** Start AVAILABLE DATA **
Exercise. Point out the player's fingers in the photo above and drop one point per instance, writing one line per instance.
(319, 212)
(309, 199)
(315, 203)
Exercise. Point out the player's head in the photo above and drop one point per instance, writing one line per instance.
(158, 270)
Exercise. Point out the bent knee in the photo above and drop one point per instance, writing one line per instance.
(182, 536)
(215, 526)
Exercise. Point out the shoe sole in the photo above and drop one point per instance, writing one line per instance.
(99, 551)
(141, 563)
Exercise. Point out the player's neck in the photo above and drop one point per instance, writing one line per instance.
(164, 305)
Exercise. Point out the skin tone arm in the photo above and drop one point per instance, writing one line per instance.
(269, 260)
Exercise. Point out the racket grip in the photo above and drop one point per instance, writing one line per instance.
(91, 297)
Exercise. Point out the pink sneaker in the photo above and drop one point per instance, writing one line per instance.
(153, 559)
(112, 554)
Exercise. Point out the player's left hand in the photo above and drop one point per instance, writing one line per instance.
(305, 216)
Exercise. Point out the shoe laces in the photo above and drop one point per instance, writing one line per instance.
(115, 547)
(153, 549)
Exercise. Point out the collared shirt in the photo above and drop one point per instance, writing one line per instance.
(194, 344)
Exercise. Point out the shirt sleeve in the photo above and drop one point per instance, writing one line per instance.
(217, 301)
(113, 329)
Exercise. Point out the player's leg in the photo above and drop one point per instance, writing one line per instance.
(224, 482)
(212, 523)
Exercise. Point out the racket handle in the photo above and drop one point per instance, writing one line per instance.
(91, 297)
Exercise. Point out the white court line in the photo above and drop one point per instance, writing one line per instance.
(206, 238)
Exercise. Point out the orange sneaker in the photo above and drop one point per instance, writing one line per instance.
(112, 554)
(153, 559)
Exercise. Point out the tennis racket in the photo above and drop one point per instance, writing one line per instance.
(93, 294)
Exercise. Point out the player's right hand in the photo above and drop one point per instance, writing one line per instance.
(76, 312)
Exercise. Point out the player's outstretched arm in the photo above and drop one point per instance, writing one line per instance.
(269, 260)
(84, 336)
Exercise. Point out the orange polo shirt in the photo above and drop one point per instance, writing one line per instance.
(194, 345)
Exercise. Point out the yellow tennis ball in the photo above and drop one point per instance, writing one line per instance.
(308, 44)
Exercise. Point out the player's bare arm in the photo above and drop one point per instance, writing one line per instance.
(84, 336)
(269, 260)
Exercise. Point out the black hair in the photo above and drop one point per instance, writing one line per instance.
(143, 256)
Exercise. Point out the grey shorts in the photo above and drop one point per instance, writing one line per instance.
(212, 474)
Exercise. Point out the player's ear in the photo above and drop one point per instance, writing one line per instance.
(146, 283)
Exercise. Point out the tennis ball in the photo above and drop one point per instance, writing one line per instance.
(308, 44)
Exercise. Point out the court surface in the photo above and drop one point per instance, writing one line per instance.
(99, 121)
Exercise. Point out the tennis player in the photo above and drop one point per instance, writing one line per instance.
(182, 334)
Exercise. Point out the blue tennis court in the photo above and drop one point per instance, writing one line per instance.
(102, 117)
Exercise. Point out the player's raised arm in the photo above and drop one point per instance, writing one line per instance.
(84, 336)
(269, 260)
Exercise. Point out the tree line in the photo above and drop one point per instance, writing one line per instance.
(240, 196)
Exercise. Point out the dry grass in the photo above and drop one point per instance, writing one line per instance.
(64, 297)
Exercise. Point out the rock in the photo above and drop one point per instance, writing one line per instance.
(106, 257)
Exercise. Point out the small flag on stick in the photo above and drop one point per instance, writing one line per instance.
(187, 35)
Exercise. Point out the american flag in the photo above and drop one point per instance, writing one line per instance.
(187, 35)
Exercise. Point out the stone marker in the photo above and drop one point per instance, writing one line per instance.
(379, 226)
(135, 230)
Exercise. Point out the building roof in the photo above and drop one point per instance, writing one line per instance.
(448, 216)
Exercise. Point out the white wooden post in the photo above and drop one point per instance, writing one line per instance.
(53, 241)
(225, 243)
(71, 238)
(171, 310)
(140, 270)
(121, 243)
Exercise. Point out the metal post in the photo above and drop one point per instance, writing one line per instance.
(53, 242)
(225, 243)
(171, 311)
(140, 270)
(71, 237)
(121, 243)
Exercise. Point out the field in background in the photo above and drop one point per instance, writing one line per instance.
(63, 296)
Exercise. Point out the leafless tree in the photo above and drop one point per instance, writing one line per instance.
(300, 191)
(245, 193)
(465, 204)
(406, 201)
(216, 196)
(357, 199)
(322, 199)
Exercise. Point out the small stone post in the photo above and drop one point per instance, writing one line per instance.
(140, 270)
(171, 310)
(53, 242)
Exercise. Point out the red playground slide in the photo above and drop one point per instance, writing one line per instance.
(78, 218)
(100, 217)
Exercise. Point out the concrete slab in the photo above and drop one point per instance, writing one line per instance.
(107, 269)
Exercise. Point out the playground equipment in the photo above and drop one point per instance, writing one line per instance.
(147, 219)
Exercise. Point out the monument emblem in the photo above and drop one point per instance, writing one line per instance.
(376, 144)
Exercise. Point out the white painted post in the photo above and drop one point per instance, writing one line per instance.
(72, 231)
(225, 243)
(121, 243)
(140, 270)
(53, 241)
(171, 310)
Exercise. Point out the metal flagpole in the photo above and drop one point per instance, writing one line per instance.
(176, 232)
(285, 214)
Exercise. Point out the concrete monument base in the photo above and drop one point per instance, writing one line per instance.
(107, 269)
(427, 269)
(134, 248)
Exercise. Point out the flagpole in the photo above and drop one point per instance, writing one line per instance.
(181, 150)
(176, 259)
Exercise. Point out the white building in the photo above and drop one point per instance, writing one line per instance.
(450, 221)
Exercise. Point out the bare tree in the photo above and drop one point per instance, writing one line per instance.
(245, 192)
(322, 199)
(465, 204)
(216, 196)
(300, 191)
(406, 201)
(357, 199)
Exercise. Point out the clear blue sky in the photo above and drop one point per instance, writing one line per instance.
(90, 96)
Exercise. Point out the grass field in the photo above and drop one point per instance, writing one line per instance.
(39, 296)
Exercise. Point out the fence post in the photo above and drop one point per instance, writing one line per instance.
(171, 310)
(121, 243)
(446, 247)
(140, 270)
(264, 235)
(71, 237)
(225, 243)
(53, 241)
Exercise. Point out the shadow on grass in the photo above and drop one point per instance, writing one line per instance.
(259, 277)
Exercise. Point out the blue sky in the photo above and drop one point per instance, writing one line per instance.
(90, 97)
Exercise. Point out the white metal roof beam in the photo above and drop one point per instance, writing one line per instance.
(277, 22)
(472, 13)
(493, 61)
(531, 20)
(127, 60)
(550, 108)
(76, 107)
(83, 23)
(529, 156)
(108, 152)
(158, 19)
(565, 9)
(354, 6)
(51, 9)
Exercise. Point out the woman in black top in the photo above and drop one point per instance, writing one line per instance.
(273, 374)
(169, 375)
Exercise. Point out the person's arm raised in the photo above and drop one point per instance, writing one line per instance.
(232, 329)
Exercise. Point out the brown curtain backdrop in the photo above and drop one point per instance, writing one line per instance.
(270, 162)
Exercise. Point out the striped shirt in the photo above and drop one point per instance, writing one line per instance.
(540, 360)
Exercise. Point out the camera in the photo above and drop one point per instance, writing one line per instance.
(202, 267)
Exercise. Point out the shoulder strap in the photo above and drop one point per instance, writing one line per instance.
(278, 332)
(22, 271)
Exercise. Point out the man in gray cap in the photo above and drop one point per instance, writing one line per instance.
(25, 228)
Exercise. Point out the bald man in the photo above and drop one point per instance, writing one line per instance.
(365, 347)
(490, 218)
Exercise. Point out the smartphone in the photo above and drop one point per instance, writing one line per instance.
** End AVAILABLE DATA **
Copy every one of the records above word for word.

Exercise. Point out the player's fingers in the photo above and drop one point per instance, writing one line per instance.
(319, 212)
(309, 199)
(315, 203)
Exercise. Point out the player's head in the photo above and drop one point per instance, writing one line per instance.
(158, 270)
Exercise. Point out the bent knee in the photo above and drop one point per instance, writing one line per instance.
(182, 536)
(215, 526)
Exercise. Point out the shoe sole in the photo above and drop one point per instance, writing one line per instance.
(99, 551)
(141, 563)
Exercise. Point out the player's neck in the photo above and drop one point per instance, writing one line per instance.
(164, 305)
Exercise. Point out the skin tone arm in the photo above and drop one point per instance, writing one line per instance.
(269, 260)
Exercise. Point out the racket grip in the photo above and drop one point per instance, writing one line per instance.
(91, 297)
Exercise. Point out the pink sneaker in the photo above and drop one point per instance, writing one line per instance.
(153, 559)
(112, 554)
Exercise. Point out the player's left hand in the photo above and drop one point per instance, writing one line per instance.
(305, 216)
Exercise. Point out the shoe laces in the photo above and drop one point per instance, writing one line per instance.
(115, 547)
(153, 549)
Exercise. Point out the collared shirt in the photo above and drop one point per instance, writing one line per instance.
(194, 344)
Exercise. Point out the shirt sleeve in the photo above and drop one point per instance, writing one line per instance.
(217, 301)
(113, 329)
Exercise. Point out the player's leg in the photo above and drop one point per instance, writing one line per instance.
(224, 482)
(212, 523)
Exercise. Point out the racket handle in the photo above and drop one point per instance, writing one line per instance.
(91, 297)
Exercise. Point out the white court line in the photo above and drop one point per instance, writing one line per instance.
(206, 238)
Exercise. Point out the orange sneaker in the photo above and drop one point per instance, writing one line per instance.
(112, 554)
(153, 559)
Exercise. Point out the tennis racket in the photo above and drop one point per instance, writing one line per instance.
(93, 294)
Exercise. Point out the player's right hand in the photo above and drop one point per instance, writing one line per instance.
(76, 312)
Exercise. Point out the player's outstretched arm in the photo above and drop one point per instance, writing one line per instance.
(269, 260)
(84, 336)
Exercise. Point out the orange polo shirt in the photo above and drop one point per instance, writing one line per instance.
(194, 345)
Exercise. Point out the yellow tennis ball in the photo above and drop one point per instance, writing one line per instance.
(308, 44)
Exercise. Point out the player's bare arm in the photo above and drop one point per instance, writing one line per instance.
(84, 336)
(269, 260)
Exercise. Point out the black hair in the photo above and drop one point per instance, writing one line per instance.
(143, 256)
Exercise. Point out the grey shorts in the photo above and drop one point per instance, writing one line per instance.
(212, 474)
Exercise. Point out the player's ear in the photo above and drop one point per instance, writing one line per instance.
(146, 283)
Exercise. Point out the tennis ball in the photo above and drop one point per instance, writing one line per instance.
(308, 44)
Exercise. Point out the court surface in the photo above and drop one point per instance, writing one line per instance.
(99, 121)
Exercise. Point out the tennis player in the photo above and drop one point per instance, writing one line per instance.
(182, 334)
Exercise. Point out the blue tennis court in the photo above and drop one point per instance, writing one line per instance.
(102, 117)
Exercise. Point out the player's raised arm in the photo above and drop one point per instance, writing one line per instance.
(84, 336)
(269, 260)
Exercise. Point out the tree line in the photo above and drop one point per instance, writing one line per instance.
(240, 196)
Exercise. Point out the dry grass in the photo above and drop one point per instance, writing one line per instance.
(64, 297)
Exercise. Point out the rock in the photo above and drop one point per instance, writing one line per instance.
(106, 257)
Exercise. Point out the small flag on stick in the photo above and drop one point per instance, writing one line per instance.
(187, 35)
Exercise. Point out the american flag in the photo above and drop one point per instance, writing one line per instance.
(187, 35)
Exercise. Point out the stone marker in the photo above and drop one point per instance, writing one line per instance.
(379, 226)
(135, 230)
Exercise. Point out the building roof in the photo above and drop one point per instance, writing one line per instance.
(448, 216)
Exercise. Point out the white wooden post in the photo above and drop one point per instance, writing one line per instance.
(53, 241)
(225, 243)
(71, 238)
(171, 310)
(140, 270)
(121, 243)
Exercise. Point out the metal post in the photo above and drop one point per instance, writing one line per instance.
(53, 242)
(225, 243)
(171, 311)
(140, 270)
(71, 237)
(121, 243)
Exercise. Point out the field in background in the photo above and drop one point per instance, writing one line per instance.
(63, 296)
Exercise. Point out the leafless tree in the photo above and drop one point per instance, writing one line per instance.
(300, 191)
(245, 193)
(465, 204)
(406, 201)
(216, 196)
(357, 199)
(322, 199)
Exercise. Point out the small stone post in the photo above and drop one point per instance, writing one line per instance.
(140, 270)
(171, 310)
(53, 242)
Exercise. Point out the red playground slide in the photo above and drop one point per instance, writing one line per instance.
(78, 218)
(100, 217)
Exercise. Point out the concrete slab in the photo above and drop one point per instance, writing one line per instance.
(107, 269)
Exercise. Point out the playground equipment in the photo above and drop one point per instance, writing one line per instance.
(147, 219)
Exercise. Point out the monument emblem in the photo above and drop one point per instance, writing one line per instance.
(376, 144)
Exercise. Point out the white painted post in the photo above and drop one point per instance, writing one line per instance.
(72, 231)
(225, 243)
(121, 243)
(140, 270)
(53, 241)
(171, 310)
Exercise. Point out the metal flagpole in the photo above and drop one point per instance, writing one line per instance.
(176, 232)
(285, 214)
Exercise. Point out the concrete monument base in the photo above and drop one point per instance, writing one line per instance.
(107, 269)
(427, 269)
(134, 248)
Exercise. Point out the flagpole in the photo above and drop one point per instance, writing one line per instance.
(181, 150)
(176, 259)
Exercise. Point out the white building in the photo above and drop one point per instance, writing one line per instance.
(450, 221)
Exercise. Point out the bare tree in the photo above and drop one point per instance, writing one line per instance.
(245, 192)
(322, 199)
(465, 204)
(216, 196)
(300, 191)
(406, 201)
(357, 199)
Exercise. Point out the clear blue sky in the photo above and drop one point per instance, writing one line per instance.
(90, 96)
Exercise. Point out the grass field in the photo above and drop one point per instance, writing one line per instance.
(39, 296)
Exercise. Point out the fence post in the photo above and drop one point per instance, writing one line per instance.
(171, 310)
(121, 243)
(446, 247)
(140, 270)
(264, 235)
(71, 237)
(225, 243)
(53, 241)
Exercise. Point out the shadow on grass in the photo above and drop one point per instance, writing one line per instance.
(259, 277)
Exercise. Point out the blue sky in the photo above and drop one point per instance, writing one line per instance.
(90, 97)
Exercise. Point out the white metal roof beam in the photo above and drop one point per instance, writing one line per instance.
(277, 22)
(472, 13)
(493, 61)
(531, 20)
(127, 60)
(550, 108)
(76, 107)
(83, 23)
(529, 156)
(108, 152)
(158, 19)
(565, 9)
(354, 6)
(51, 9)
Exercise. Point out the woman in black top in the photo above and drop one point per instance, writing one line per instance.
(273, 374)
(169, 375)
Exercise. Point out the person's arm raised in the photo above and drop one point per instance, writing one line per instance.
(232, 329)
Exercise. Point out the brown curtain backdrop in the photo above and drop one point per instance, writing one line per instance.
(270, 162)
Exercise. Point out the striped shirt in the photo above and drop one point per instance, writing one line per instance.
(540, 360)
Exercise. Point out the camera in the photo above and drop one point per instance, writing one line per instance.
(202, 267)
Exercise. Point out the shoulder strap in the photo above and drop one point per instance, writing one line per instance.
(278, 332)
(22, 271)
Exercise. Point out the man in gray cap in the photo above and drop one point per instance, writing one line per instance.
(25, 228)
Exercise. Point out the bald man in the photo above and drop one point per instance, writing one line per instance.
(365, 347)
(490, 218)
Exercise. Point out the smartphone in the photo above and drop one point per instance, writing one line per instance.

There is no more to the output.